◆ **What the exercise asks**
Without the pictures, can you quote each line below exactly?

◆ **Records shown**
════
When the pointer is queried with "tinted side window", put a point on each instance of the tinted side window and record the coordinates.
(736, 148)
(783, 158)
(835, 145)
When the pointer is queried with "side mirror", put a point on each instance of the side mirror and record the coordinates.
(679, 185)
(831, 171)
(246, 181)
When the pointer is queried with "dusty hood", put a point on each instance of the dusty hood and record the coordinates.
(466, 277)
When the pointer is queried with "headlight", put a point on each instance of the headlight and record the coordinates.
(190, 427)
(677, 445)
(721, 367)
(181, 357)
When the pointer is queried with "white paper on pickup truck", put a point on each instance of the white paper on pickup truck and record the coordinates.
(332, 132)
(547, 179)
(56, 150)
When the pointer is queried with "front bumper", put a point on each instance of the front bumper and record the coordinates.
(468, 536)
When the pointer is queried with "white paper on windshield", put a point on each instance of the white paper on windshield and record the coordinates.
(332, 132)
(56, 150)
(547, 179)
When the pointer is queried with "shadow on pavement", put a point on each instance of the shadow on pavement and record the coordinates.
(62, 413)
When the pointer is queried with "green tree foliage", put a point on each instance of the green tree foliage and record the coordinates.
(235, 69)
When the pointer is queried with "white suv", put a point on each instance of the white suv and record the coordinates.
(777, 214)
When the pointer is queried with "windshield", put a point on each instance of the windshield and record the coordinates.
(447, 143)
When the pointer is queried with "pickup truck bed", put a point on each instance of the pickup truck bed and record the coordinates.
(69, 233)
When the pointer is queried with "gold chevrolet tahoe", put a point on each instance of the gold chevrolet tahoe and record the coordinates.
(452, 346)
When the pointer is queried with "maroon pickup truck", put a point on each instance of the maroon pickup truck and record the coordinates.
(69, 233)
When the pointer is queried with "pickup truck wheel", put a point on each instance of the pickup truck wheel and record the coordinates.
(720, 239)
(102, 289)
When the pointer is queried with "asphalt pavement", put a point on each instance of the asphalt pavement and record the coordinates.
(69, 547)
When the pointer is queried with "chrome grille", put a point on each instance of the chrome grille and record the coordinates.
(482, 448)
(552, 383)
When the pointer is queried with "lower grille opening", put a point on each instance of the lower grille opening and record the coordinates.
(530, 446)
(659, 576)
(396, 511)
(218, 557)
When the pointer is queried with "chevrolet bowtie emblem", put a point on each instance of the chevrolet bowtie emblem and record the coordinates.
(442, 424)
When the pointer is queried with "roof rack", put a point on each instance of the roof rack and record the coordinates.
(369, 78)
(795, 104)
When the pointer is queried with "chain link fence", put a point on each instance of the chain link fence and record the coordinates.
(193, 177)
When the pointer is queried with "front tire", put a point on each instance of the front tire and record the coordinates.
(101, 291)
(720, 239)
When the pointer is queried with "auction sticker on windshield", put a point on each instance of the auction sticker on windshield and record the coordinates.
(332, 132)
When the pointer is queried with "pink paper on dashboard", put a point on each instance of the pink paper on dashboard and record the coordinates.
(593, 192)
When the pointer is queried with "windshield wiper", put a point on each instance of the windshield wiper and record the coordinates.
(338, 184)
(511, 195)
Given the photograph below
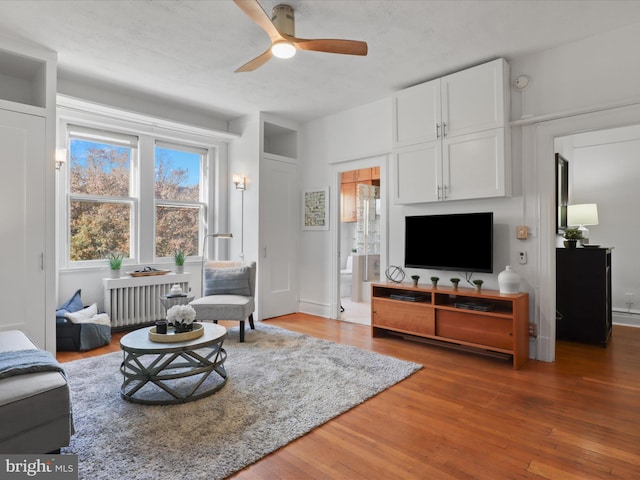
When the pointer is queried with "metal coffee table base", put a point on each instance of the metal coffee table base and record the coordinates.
(173, 373)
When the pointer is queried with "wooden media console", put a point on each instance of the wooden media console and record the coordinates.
(488, 321)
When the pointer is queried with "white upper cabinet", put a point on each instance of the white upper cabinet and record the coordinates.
(417, 114)
(450, 137)
(474, 100)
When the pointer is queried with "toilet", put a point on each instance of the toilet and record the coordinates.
(345, 278)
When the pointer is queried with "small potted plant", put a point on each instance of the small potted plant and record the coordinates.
(179, 256)
(115, 263)
(571, 237)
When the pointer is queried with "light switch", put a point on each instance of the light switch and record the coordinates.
(522, 232)
(522, 257)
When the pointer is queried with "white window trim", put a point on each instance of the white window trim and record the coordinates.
(149, 130)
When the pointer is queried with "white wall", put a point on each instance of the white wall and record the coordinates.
(577, 77)
(583, 86)
(599, 70)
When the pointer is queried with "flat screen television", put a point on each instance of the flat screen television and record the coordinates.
(462, 242)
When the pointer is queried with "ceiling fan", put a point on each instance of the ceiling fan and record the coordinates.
(284, 43)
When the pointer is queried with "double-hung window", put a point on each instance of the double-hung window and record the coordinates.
(132, 184)
(179, 202)
(102, 195)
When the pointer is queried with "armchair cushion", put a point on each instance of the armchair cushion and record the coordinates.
(227, 281)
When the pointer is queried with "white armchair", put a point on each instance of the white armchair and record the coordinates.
(228, 293)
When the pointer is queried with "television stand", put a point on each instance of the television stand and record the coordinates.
(487, 322)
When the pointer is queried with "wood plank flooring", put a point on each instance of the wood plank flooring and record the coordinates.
(465, 416)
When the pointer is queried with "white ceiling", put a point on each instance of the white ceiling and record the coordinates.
(187, 51)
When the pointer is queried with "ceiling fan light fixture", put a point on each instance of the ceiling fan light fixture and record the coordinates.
(283, 50)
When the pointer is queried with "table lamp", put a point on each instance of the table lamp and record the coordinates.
(581, 215)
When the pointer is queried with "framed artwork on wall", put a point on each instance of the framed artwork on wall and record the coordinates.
(315, 209)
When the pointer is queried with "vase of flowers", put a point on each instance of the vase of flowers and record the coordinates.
(179, 257)
(181, 317)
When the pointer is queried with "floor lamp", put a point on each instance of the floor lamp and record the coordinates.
(241, 184)
(204, 253)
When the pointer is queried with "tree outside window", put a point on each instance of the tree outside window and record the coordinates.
(99, 201)
(178, 180)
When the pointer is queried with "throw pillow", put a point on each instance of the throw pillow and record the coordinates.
(81, 316)
(72, 305)
(227, 281)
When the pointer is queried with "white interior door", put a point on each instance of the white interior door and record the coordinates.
(279, 196)
(22, 229)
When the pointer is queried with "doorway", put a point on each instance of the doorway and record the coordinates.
(361, 228)
(540, 198)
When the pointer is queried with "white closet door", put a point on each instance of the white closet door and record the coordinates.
(23, 224)
(279, 227)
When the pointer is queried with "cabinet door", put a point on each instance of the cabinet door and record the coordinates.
(348, 202)
(416, 173)
(416, 113)
(473, 166)
(474, 99)
(23, 232)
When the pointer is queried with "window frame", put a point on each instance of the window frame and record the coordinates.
(148, 130)
(205, 162)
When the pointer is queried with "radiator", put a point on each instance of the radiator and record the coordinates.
(132, 301)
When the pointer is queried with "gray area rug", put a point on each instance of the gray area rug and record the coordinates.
(281, 385)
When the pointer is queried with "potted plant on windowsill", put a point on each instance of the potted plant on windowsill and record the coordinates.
(115, 263)
(179, 257)
(571, 237)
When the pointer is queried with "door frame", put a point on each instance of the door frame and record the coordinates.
(381, 160)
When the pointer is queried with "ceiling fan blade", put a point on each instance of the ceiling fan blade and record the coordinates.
(347, 47)
(256, 13)
(256, 62)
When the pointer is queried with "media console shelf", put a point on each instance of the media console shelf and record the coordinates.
(488, 321)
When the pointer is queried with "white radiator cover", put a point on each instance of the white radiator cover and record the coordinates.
(132, 301)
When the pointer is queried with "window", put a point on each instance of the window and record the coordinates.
(178, 201)
(101, 202)
(134, 184)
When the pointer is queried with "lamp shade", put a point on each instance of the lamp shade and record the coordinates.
(582, 214)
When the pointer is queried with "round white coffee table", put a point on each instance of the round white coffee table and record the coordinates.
(172, 372)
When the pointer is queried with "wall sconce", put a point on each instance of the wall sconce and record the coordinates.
(61, 157)
(240, 182)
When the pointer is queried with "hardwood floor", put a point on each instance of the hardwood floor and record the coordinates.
(465, 416)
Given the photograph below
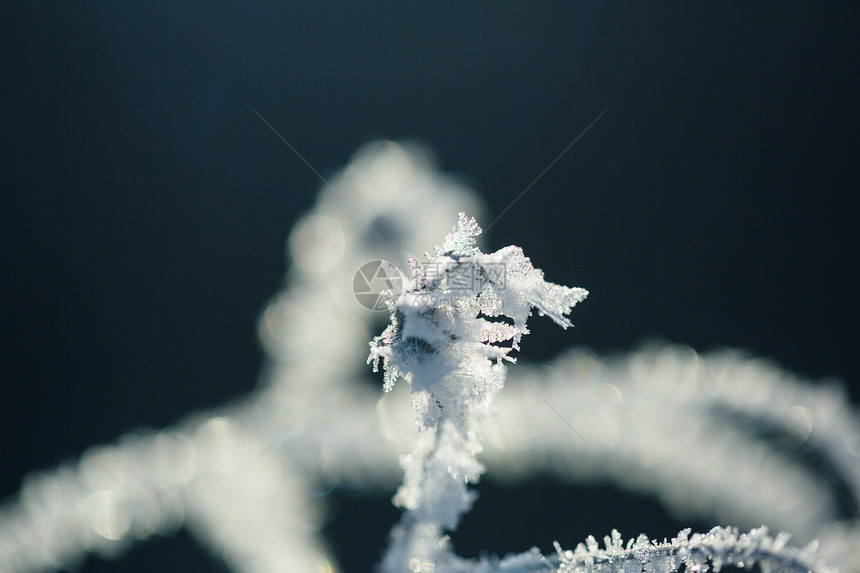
════
◆ **Exercise response**
When the pointer is queried with "tinted side window", put a point on each instance of the tinted side window and record the coordinates.
(736, 148)
(783, 158)
(835, 145)
When the pointer is queried with "side mirror", put a point on each instance of the side mirror and record the coordinates.
(679, 185)
(831, 171)
(246, 181)
When the pointer is queried with "dusty hood", put a point on each instance of the dusty hood and record the coordinates.
(466, 277)
When the pointer is queried with "headlight", put a point on each instance of the headlight and record the coordinates.
(190, 427)
(677, 445)
(721, 367)
(181, 357)
When the pointer is queried with "white paper on pickup truck", put a point on each instance of the white paper on pickup truck and record the coordinates.
(332, 132)
(547, 179)
(56, 150)
When the pointer is queried with "front bumper", put a point on each instance of the front bumper and record the coordinates.
(468, 536)
When the pointer is queried with "white paper on windshield", put a point on each instance of the white paper on windshield and record the coordinates.
(332, 132)
(56, 150)
(547, 179)
When the pointer is queried with "shadow on pavement", put a point on each instance of the shadow on pavement and record the coordinates.
(62, 413)
When the pointer is queried with "green tree foliage", put a point on each instance of the green tree foliage and record the coordinates.
(235, 69)
When the pointer is queried with "white suv", put a point on each instance of the white suv and record the coordinates.
(777, 214)
When the pointer is queried with "windshield", put a point on each instance of the windshield and record the coordinates.
(447, 143)
When the pointer is queried with "pickup truck bed", put a point on each instance of the pickup truck bed and record the coordinates.
(69, 233)
When the pointer is queried with "gold chevrolet tahoe", put a point on each instance of the gold chevrolet tahoe and record the coordinates.
(452, 346)
When the pointer is queried with "maroon pickup truck", put a point on each instance of the maroon pickup truck and record the coordinates.
(69, 233)
When the pointer is queried with "pickup truck wheel", put a point on each instance of the pickup truck wheel and record the coordinates.
(720, 239)
(102, 289)
When the pointer is queried with "asphalt pavement", put a point on each instance of the asphalt pavement and record the coordinates.
(69, 547)
When the pointer is queried with "chrome grille", put a point on each instance of the chrome grille and record the coordinates.
(482, 448)
(552, 383)
When the pointer is queried with "lower grille opening", put a point on each instance of the lower grille opening and record the coordinates.
(530, 446)
(659, 576)
(396, 511)
(218, 557)
When the pointer is queried with "chevrolet bowtie emblem", put a point on each instance of the chevrolet bowtie emblem and record the coordinates.
(442, 424)
When the pointer is queried with "roof rack", put a point on each instance of the roof rack and record the coordinates.
(369, 78)
(795, 104)
When the pointer is queried with "chain link fence", put a point on each instance of the chain link fence and record the coordinates.
(193, 177)
When the pointer is queried with "front tire", put a point on each instance of the front tire and record the coordinates.
(101, 291)
(720, 239)
When the pointer is queried with "auction sticker on windshield", put a point on each instance of the auction sticker on windshield and record the coordinates.
(332, 132)
When the pointer is queried with "pink paper on dashboard", put a point on each instance of the pink paper on dashboard and record the coordinates.
(593, 192)
When the pointer is queried with "windshield wiper", put a point on each instance of the windshield wiper and record the coordinates.
(338, 184)
(511, 195)
Given the photograph below
When the pointer is queried with "metal coffee table base", put a point on each instance of the metal coffee table base and record the coordinates.
(173, 373)
When the pointer is queried with "wooden media console", put a point on each instance of the wooden media console and record the coordinates.
(488, 321)
When the pointer is queried with "white upper cabinet", put a point on each instance of the white upper cabinet and record the coordinates.
(417, 114)
(450, 137)
(474, 100)
When the pointer is queried with "toilet", put a point on each instance of the toilet and record the coordinates.
(345, 278)
When the pointer is queried with "small potted plant", put a point on each instance of the small potted plant and record the coordinates.
(179, 256)
(115, 263)
(571, 237)
When the pointer is queried with "light switch", put a point on each instance of the light switch and record the coordinates.
(522, 232)
(522, 257)
When the pointer is queried with "white window trim", put a point on each instance of the white window trim and record the coordinates.
(149, 130)
When the pointer is queried with "white wall", put a point on each instance of the white wall and record the coordinates.
(577, 77)
(583, 86)
(599, 70)
When the pointer is queried with "flat screen television", put a point on each instance of the flat screen television and record the coordinates.
(462, 242)
When the pointer is queried with "ceiling fan", put a point on each instance of the ceiling fan and record the coordinates.
(284, 43)
When the pointer is queried with "double-hung window", put a point on each instance of the double-hung window and record the coordinates.
(132, 184)
(179, 202)
(102, 195)
When the pointer is queried with "armchair cushion", put a point on each instance of the armchair cushion and record the coordinates.
(227, 281)
When the pointer is queried with "white armchair", put a point on each instance of the white armchair and record the coordinates.
(228, 293)
When the pointer is queried with "television stand", put a point on each instance of the television stand and record the coordinates.
(487, 322)
When the pointer is queried with "wood plank flooring", put a point on each instance of the wood plank flooring and record the coordinates.
(465, 416)
When the pointer is queried with "white ceiling", put a point on each instance of the white ceiling and record the coordinates.
(187, 51)
When the pointer is queried with "ceiling fan light fixture", put a point on each instance of the ceiling fan light fixture and record the coordinates.
(283, 50)
When the pointer is queried with "table lamp", put a point on each instance of the table lamp and record the coordinates.
(581, 215)
When the pointer is queried with "framed artwork on wall", put a point on each instance of the framed artwork on wall and record the coordinates.
(315, 209)
When the pointer is queried with "vase of flowers", put a point on each instance of the vase of flowers and record the coordinates.
(179, 257)
(181, 317)
When the pointer is queried with "floor lamp", put a point on each instance of the floor lamp and record the coordinates.
(241, 184)
(204, 253)
When the pointer is queried with "tree outside window", put a point on each instance of the tree outside window and record the coordinates.
(99, 201)
(178, 180)
When the pointer is queried with "throw pillow", put a point on each instance of the throw pillow and record the coordinates.
(81, 316)
(72, 305)
(227, 281)
When the pointer is queried with "white interior door", put a point on each instance of the white interior door and record the coordinates.
(279, 196)
(22, 229)
When the pointer is queried with "doorway", put a point on each instance of the doorway and record the coordinates.
(361, 228)
(540, 198)
When the pointer is queried with "white closet door", put a point on each instance of the white closet door and record the coordinates.
(23, 224)
(279, 227)
When the pointer is queried with "cabinet door", put a point on each instance of the cabinet door and record the coordinates.
(348, 202)
(416, 173)
(416, 113)
(473, 166)
(474, 99)
(23, 232)
When the pointer is queried with "window frame", put a point on each instance of the window frame and record the coordinates.
(148, 130)
(205, 162)
When the pointer is queried with "radiator", put a point on each instance of the radiator and record the coordinates.
(132, 301)
When the pointer is queried with "gray area rug", put a point on each instance of the gray area rug and record the coordinates.
(281, 385)
When the pointer is queried with "potted plant on windowsill", put a point on each instance of the potted plant on windowsill and record the coordinates.
(115, 263)
(179, 257)
(571, 237)
When the pointer is queried with "door frame", put a point on each instance of the door frame and record the coordinates.
(381, 160)
When the pointer is queried with "ceiling fan blade", put a point on each instance of the ceiling fan blade and record the coordinates.
(347, 47)
(256, 13)
(256, 62)
When the pointer is queried with "media console shelf", put a point on each instance of the media console shelf and record the coordinates.
(488, 321)
When the pointer is queried with "white radiator cover", put a point on each instance of the white radiator cover and record the coordinates.
(132, 301)
When the pointer is queried with "window", put a point on each instance of the window and record the coordinates.
(178, 201)
(101, 202)
(134, 184)
When the pointer is queried with "lamp shade", put a point on each instance of the lamp shade and record the coordinates.
(582, 214)
When the pointer is queried with "round white coffee table", put a point on each instance of the round white coffee table and record the coordinates.
(172, 372)
When the pointer is queried with "wall sconce", put a point on each instance of the wall sconce and record the coordinates.
(61, 157)
(240, 182)
When the pointer is queried with "hardwood floor", put a point on each instance of the hardwood floor and record the coordinates.
(465, 416)
Given the photograph below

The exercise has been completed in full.